EXERCISE TASK: Exactly the lines from the one containing "Two rules. Place a point on every instance of the cloudy" through the end of the data below are to be reproduced, and nothing besides them.

-- START ENTRIES SHOWN --

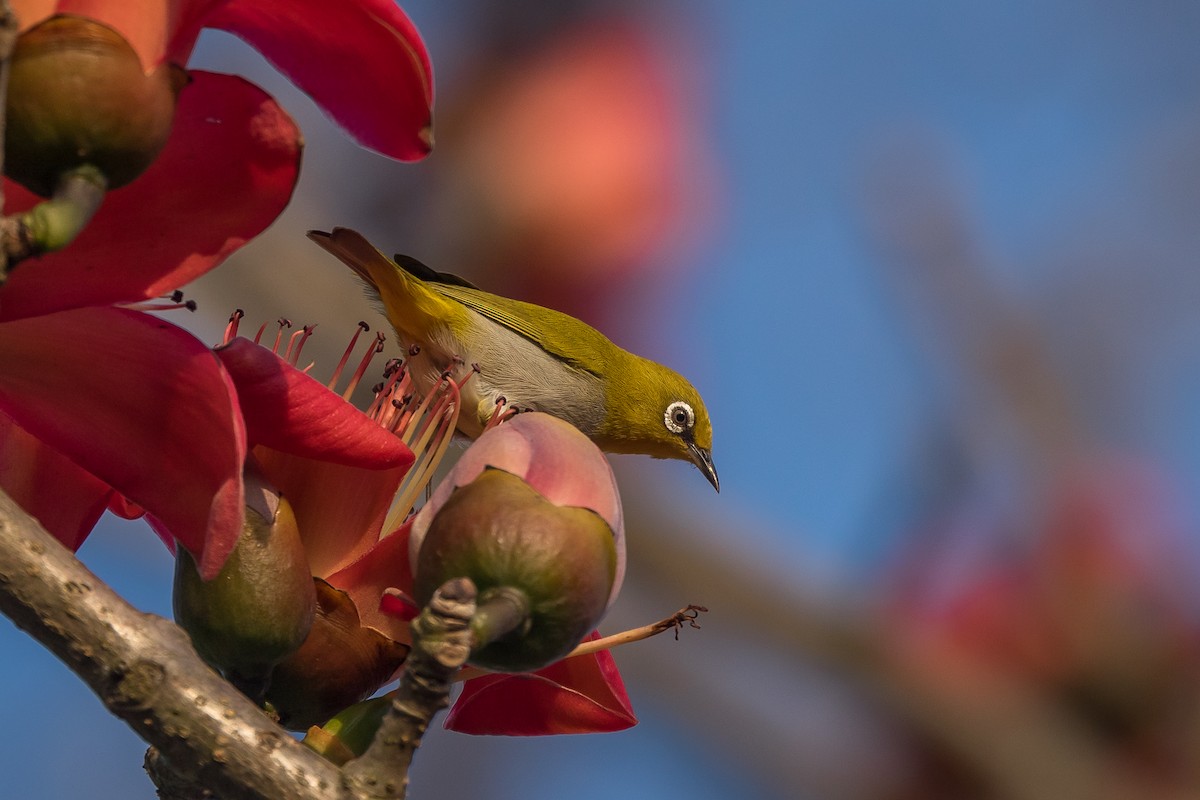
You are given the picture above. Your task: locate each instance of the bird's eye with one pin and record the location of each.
(679, 417)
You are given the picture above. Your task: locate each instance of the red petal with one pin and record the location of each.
(226, 174)
(288, 410)
(339, 509)
(66, 499)
(142, 405)
(363, 61)
(384, 566)
(581, 695)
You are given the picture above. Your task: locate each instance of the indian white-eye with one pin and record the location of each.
(531, 358)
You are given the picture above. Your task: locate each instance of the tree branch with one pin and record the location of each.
(147, 673)
(442, 642)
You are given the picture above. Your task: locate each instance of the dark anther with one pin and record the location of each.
(687, 617)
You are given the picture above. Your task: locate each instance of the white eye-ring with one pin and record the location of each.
(679, 417)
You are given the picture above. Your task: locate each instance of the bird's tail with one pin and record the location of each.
(412, 307)
(353, 250)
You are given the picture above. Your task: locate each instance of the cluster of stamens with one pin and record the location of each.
(425, 422)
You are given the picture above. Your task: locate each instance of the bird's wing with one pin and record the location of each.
(412, 305)
(567, 338)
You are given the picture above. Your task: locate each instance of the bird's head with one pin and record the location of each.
(654, 410)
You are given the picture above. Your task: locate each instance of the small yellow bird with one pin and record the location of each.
(533, 358)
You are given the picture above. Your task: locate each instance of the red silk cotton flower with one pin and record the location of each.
(342, 470)
(142, 410)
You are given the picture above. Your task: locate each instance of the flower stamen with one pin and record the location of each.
(279, 335)
(163, 302)
(303, 336)
(376, 347)
(346, 356)
(232, 328)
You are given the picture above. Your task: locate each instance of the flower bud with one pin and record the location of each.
(555, 564)
(259, 607)
(340, 663)
(78, 96)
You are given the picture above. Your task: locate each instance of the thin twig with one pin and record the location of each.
(687, 615)
(442, 641)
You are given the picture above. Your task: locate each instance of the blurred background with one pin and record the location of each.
(934, 269)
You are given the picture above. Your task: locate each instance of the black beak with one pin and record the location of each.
(703, 461)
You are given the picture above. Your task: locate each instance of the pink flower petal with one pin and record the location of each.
(291, 411)
(142, 405)
(227, 173)
(363, 61)
(582, 695)
(552, 457)
(66, 499)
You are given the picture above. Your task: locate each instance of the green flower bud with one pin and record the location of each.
(259, 607)
(340, 663)
(78, 96)
(553, 565)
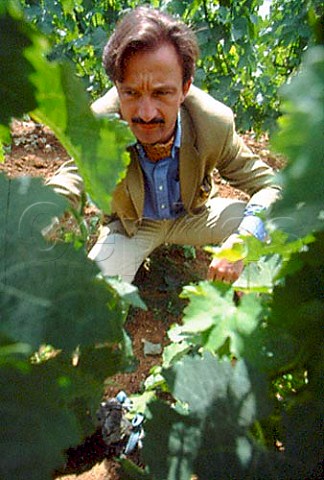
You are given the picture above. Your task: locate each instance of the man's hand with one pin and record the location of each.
(224, 270)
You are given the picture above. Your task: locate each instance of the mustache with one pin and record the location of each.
(154, 121)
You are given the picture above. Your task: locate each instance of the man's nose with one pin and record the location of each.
(146, 109)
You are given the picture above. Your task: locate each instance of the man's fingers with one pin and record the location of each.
(224, 270)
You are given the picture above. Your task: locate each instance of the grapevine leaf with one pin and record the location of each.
(45, 288)
(212, 440)
(211, 311)
(16, 91)
(127, 292)
(259, 276)
(301, 209)
(32, 413)
(299, 303)
(96, 145)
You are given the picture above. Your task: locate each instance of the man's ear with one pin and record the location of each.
(186, 87)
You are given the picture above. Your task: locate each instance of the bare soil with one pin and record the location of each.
(35, 151)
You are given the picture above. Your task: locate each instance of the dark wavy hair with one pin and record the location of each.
(145, 29)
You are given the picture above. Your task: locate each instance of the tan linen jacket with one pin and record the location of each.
(208, 142)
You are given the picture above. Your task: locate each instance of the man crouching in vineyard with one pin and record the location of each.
(183, 135)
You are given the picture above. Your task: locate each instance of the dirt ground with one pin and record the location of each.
(36, 152)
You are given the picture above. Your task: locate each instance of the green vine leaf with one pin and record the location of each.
(300, 211)
(223, 404)
(46, 287)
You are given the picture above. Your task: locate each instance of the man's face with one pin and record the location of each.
(151, 93)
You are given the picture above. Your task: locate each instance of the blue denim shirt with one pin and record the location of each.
(163, 196)
(162, 183)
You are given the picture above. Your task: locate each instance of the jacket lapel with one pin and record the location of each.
(190, 164)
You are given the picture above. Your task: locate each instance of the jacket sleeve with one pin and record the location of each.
(68, 182)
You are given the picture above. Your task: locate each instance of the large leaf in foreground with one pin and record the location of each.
(213, 439)
(16, 92)
(32, 416)
(49, 292)
(301, 139)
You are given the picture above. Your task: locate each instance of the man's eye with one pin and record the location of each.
(161, 93)
(129, 93)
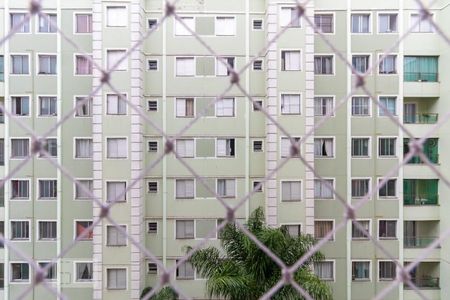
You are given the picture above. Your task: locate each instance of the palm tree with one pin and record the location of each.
(242, 271)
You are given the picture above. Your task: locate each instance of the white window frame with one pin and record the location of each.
(281, 190)
(370, 187)
(395, 197)
(396, 148)
(397, 233)
(370, 270)
(370, 231)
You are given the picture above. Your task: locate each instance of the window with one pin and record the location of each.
(116, 105)
(185, 271)
(116, 16)
(322, 228)
(225, 26)
(152, 268)
(47, 106)
(16, 19)
(387, 229)
(360, 106)
(152, 23)
(20, 272)
(390, 103)
(83, 271)
(389, 189)
(323, 106)
(323, 64)
(152, 186)
(116, 148)
(84, 189)
(257, 146)
(152, 146)
(20, 148)
(83, 23)
(116, 58)
(359, 234)
(20, 230)
(291, 191)
(47, 24)
(226, 188)
(257, 65)
(153, 65)
(324, 270)
(387, 23)
(257, 105)
(47, 189)
(421, 68)
(323, 147)
(152, 227)
(221, 68)
(289, 16)
(360, 23)
(290, 104)
(290, 60)
(185, 66)
(423, 25)
(47, 230)
(387, 270)
(184, 107)
(185, 147)
(83, 148)
(388, 65)
(257, 186)
(83, 66)
(20, 189)
(152, 105)
(80, 230)
(323, 189)
(47, 64)
(324, 23)
(225, 147)
(180, 28)
(288, 145)
(360, 270)
(360, 187)
(51, 273)
(20, 106)
(83, 107)
(116, 279)
(116, 191)
(293, 230)
(361, 63)
(225, 107)
(184, 188)
(114, 237)
(20, 64)
(386, 146)
(258, 24)
(184, 229)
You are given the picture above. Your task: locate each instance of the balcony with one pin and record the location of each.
(425, 276)
(420, 191)
(430, 149)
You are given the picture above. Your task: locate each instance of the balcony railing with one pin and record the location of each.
(434, 158)
(418, 241)
(420, 199)
(421, 76)
(424, 118)
(425, 282)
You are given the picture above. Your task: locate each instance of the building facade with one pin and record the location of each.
(170, 81)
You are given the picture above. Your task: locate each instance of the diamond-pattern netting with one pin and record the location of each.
(349, 211)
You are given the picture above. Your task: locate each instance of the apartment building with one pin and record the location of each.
(172, 79)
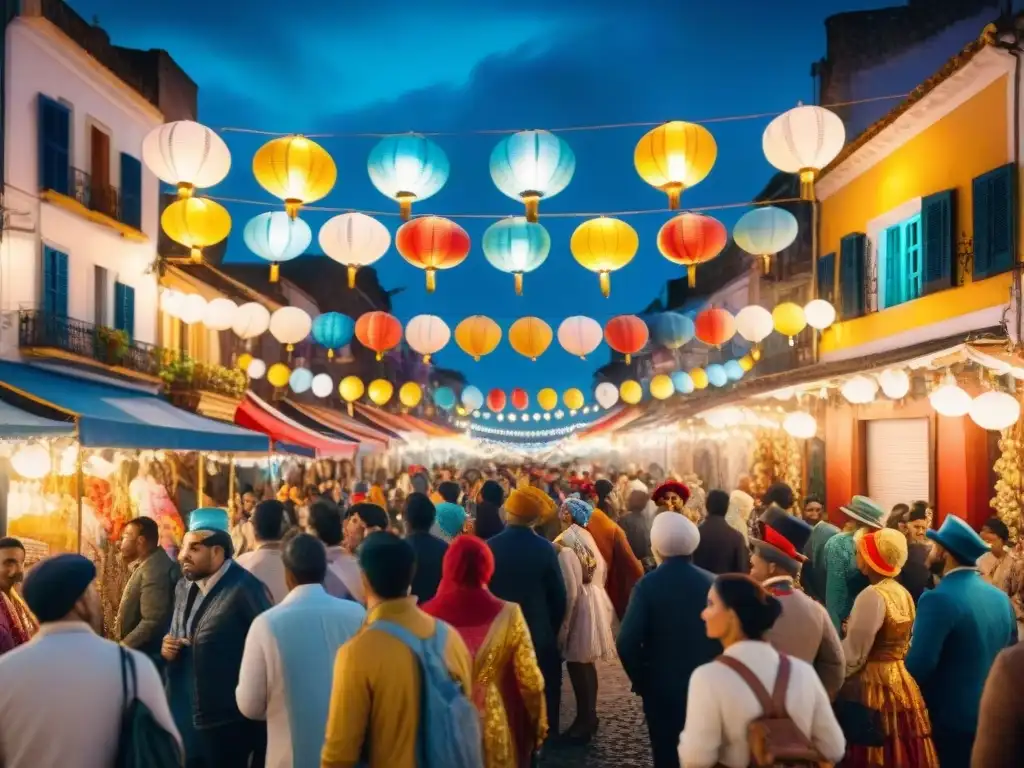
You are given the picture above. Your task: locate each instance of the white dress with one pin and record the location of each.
(586, 635)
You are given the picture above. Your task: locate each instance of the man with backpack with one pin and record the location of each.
(401, 686)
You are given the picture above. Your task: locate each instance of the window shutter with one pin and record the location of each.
(131, 190)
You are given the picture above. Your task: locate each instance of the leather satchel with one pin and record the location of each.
(774, 739)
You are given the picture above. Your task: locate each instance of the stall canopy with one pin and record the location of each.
(110, 416)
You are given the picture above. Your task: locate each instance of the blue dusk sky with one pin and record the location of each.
(383, 66)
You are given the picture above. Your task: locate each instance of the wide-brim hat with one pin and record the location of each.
(865, 511)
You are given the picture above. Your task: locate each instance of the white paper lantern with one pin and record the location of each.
(819, 313)
(995, 411)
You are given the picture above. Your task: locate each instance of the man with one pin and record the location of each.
(962, 626)
(214, 605)
(663, 638)
(16, 623)
(804, 630)
(374, 715)
(288, 650)
(722, 548)
(420, 514)
(526, 571)
(147, 601)
(60, 695)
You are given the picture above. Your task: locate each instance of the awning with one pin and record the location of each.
(110, 416)
(255, 413)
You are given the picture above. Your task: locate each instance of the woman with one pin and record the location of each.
(586, 633)
(508, 688)
(882, 699)
(721, 704)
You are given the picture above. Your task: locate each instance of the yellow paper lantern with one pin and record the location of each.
(410, 394)
(662, 387)
(603, 245)
(295, 169)
(547, 398)
(530, 337)
(196, 223)
(279, 374)
(675, 157)
(631, 392)
(380, 391)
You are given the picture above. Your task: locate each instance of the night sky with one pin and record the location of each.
(382, 66)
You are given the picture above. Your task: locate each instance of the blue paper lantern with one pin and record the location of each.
(333, 330)
(531, 165)
(408, 168)
(516, 246)
(275, 237)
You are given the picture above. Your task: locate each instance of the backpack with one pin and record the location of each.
(450, 726)
(774, 739)
(143, 742)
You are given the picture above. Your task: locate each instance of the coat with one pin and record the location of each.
(962, 626)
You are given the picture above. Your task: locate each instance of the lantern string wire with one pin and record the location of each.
(563, 129)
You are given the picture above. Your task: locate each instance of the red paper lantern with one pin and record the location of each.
(432, 243)
(626, 334)
(378, 331)
(691, 239)
(715, 326)
(496, 400)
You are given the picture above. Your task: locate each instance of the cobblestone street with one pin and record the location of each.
(622, 739)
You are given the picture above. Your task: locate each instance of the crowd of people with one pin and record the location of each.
(426, 620)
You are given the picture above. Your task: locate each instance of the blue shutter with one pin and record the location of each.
(131, 190)
(54, 145)
(994, 221)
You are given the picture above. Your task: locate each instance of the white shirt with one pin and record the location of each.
(60, 699)
(721, 706)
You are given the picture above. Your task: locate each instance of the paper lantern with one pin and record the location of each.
(995, 411)
(378, 331)
(279, 375)
(530, 337)
(333, 330)
(427, 335)
(530, 166)
(627, 334)
(408, 168)
(764, 231)
(631, 392)
(715, 326)
(219, 314)
(432, 243)
(662, 387)
(275, 237)
(290, 326)
(674, 157)
(380, 391)
(516, 246)
(295, 169)
(477, 336)
(354, 240)
(187, 155)
(196, 223)
(580, 335)
(251, 320)
(691, 240)
(603, 245)
(804, 140)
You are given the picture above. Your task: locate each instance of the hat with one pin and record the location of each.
(209, 518)
(674, 536)
(960, 539)
(865, 511)
(53, 586)
(885, 551)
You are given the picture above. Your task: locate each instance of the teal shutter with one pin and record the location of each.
(54, 145)
(994, 221)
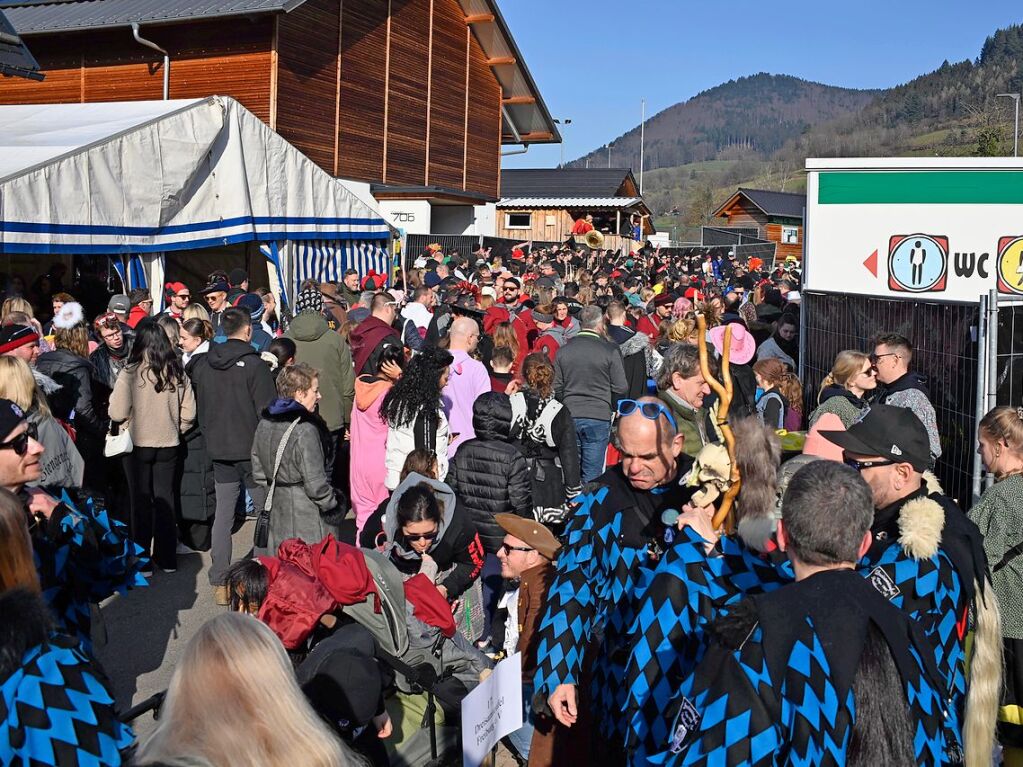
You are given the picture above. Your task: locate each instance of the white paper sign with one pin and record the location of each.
(491, 711)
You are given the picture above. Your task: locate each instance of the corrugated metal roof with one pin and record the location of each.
(788, 205)
(564, 182)
(569, 201)
(36, 16)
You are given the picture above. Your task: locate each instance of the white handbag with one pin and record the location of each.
(118, 441)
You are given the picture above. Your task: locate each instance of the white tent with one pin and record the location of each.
(143, 178)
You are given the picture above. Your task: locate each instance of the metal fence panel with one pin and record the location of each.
(944, 339)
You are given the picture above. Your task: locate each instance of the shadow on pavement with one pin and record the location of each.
(142, 624)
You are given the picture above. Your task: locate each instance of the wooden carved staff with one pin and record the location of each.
(723, 390)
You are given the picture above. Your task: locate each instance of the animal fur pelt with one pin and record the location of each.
(920, 524)
(758, 454)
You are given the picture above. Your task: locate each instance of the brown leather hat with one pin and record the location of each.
(532, 533)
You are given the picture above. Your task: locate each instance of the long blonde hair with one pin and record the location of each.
(195, 311)
(847, 366)
(233, 701)
(18, 385)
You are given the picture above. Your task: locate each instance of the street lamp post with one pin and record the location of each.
(565, 122)
(1016, 121)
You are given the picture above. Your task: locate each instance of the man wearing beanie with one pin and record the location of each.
(320, 347)
(19, 341)
(253, 304)
(178, 298)
(527, 555)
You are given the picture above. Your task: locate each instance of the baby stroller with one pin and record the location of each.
(322, 597)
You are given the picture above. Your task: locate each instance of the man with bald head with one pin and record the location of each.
(612, 542)
(466, 380)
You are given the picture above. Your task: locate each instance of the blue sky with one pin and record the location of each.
(594, 59)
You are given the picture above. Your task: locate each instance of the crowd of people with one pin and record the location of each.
(474, 458)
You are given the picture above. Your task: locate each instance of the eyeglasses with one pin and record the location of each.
(651, 410)
(20, 443)
(108, 320)
(419, 536)
(508, 549)
(860, 465)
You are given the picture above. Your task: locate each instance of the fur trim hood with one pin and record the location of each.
(635, 344)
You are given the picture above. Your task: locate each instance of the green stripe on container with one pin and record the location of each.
(931, 187)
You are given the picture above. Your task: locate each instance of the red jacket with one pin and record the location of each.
(547, 345)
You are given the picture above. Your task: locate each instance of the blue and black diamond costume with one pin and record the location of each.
(54, 706)
(782, 678)
(611, 547)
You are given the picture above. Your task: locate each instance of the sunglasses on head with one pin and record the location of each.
(651, 410)
(508, 549)
(860, 465)
(20, 443)
(419, 536)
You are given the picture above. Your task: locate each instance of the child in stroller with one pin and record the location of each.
(372, 650)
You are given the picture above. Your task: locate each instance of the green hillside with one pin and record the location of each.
(758, 131)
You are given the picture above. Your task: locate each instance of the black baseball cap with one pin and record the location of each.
(893, 433)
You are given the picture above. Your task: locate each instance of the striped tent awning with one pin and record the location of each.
(326, 261)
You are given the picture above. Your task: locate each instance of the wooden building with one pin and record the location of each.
(414, 97)
(777, 218)
(542, 205)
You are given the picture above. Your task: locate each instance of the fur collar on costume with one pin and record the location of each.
(25, 623)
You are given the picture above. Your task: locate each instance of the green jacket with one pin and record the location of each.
(693, 424)
(321, 348)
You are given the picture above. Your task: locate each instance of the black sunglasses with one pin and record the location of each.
(420, 536)
(20, 443)
(860, 465)
(508, 549)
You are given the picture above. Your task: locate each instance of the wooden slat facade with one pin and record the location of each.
(407, 107)
(363, 82)
(307, 79)
(392, 91)
(784, 250)
(447, 96)
(483, 142)
(230, 57)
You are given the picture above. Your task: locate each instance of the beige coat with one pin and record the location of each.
(154, 418)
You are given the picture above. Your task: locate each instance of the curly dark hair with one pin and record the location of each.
(152, 350)
(417, 390)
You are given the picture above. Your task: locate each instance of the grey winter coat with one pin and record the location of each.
(305, 505)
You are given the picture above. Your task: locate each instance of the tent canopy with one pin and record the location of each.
(158, 176)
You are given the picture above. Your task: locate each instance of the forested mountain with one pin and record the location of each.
(758, 114)
(758, 131)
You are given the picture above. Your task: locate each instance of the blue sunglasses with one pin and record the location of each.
(652, 410)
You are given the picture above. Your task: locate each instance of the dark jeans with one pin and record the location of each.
(229, 479)
(592, 436)
(151, 487)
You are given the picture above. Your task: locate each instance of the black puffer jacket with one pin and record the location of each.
(488, 474)
(74, 373)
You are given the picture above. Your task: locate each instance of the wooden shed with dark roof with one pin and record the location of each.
(413, 95)
(543, 204)
(776, 216)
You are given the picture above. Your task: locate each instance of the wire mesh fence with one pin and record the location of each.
(945, 350)
(1009, 369)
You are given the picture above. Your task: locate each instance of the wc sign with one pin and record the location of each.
(940, 229)
(918, 263)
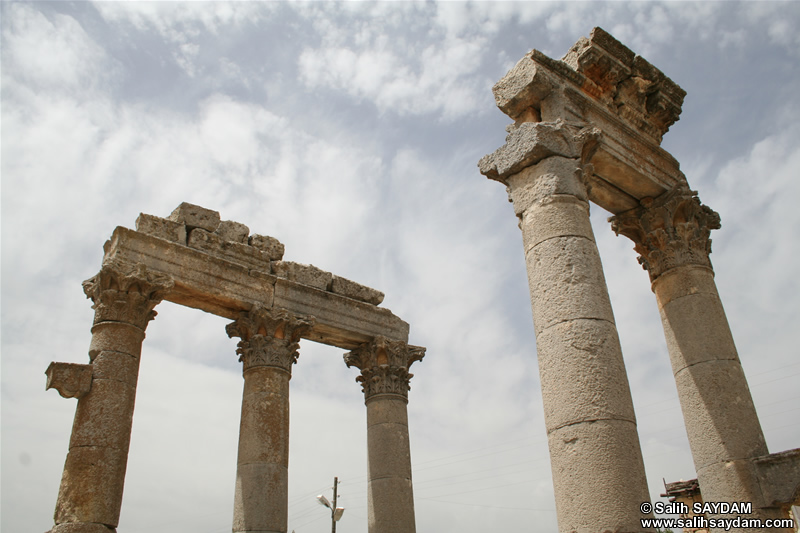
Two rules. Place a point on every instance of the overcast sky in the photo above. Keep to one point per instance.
(351, 132)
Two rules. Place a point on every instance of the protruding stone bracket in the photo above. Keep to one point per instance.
(669, 231)
(71, 380)
(602, 83)
(530, 142)
(779, 477)
(384, 365)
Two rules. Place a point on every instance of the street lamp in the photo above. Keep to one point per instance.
(336, 512)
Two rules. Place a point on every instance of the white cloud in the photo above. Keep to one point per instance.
(375, 204)
(51, 54)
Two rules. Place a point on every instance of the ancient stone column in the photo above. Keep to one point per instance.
(598, 471)
(384, 378)
(90, 495)
(671, 236)
(268, 349)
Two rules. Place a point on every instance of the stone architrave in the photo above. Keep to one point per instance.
(268, 349)
(384, 378)
(671, 235)
(90, 496)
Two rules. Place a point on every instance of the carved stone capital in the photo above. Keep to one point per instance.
(270, 337)
(71, 380)
(384, 365)
(669, 231)
(126, 292)
(530, 142)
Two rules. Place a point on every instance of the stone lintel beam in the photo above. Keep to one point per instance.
(224, 287)
(71, 380)
(597, 83)
(779, 477)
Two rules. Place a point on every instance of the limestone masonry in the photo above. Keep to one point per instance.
(195, 259)
(586, 128)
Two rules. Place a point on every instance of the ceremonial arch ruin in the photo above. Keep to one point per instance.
(586, 128)
(194, 259)
(589, 128)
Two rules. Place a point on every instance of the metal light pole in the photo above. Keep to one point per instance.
(336, 512)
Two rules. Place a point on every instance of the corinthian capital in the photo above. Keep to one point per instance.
(669, 231)
(384, 365)
(270, 337)
(126, 292)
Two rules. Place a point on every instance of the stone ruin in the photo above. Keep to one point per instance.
(194, 259)
(586, 128)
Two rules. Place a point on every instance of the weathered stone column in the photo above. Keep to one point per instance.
(90, 496)
(671, 236)
(268, 350)
(384, 365)
(598, 471)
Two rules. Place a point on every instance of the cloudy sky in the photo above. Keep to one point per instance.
(351, 132)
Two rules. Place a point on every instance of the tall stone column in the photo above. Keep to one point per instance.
(90, 496)
(268, 349)
(384, 378)
(671, 236)
(598, 471)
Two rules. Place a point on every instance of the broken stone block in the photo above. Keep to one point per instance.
(269, 245)
(356, 291)
(236, 252)
(233, 231)
(71, 380)
(300, 273)
(194, 216)
(161, 228)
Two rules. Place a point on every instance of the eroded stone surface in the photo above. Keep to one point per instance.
(162, 228)
(269, 245)
(194, 216)
(305, 274)
(69, 379)
(236, 252)
(194, 259)
(233, 231)
(356, 291)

-- END ENTRIES SHOWN --

TASK OUTPUT:
Two rules. Place a point on every instance of the cloudy sky in the photo above. Keep to one point per instance.
(351, 132)
Two rules. Place a point on every instance of the tall stone column in the photo above. Keep to one point per instance.
(90, 496)
(268, 349)
(384, 378)
(671, 236)
(598, 471)
Two rules. Place a point on every instance of the broken stone block in the photo above. Keep to one point per instance.
(269, 245)
(356, 291)
(236, 252)
(233, 231)
(71, 380)
(300, 273)
(194, 216)
(161, 228)
Two rules. Place a point on every instance of the eroded stone surface in the photo above. Keep to one point per instance.
(162, 228)
(269, 245)
(194, 216)
(305, 274)
(69, 379)
(236, 252)
(194, 259)
(233, 231)
(356, 291)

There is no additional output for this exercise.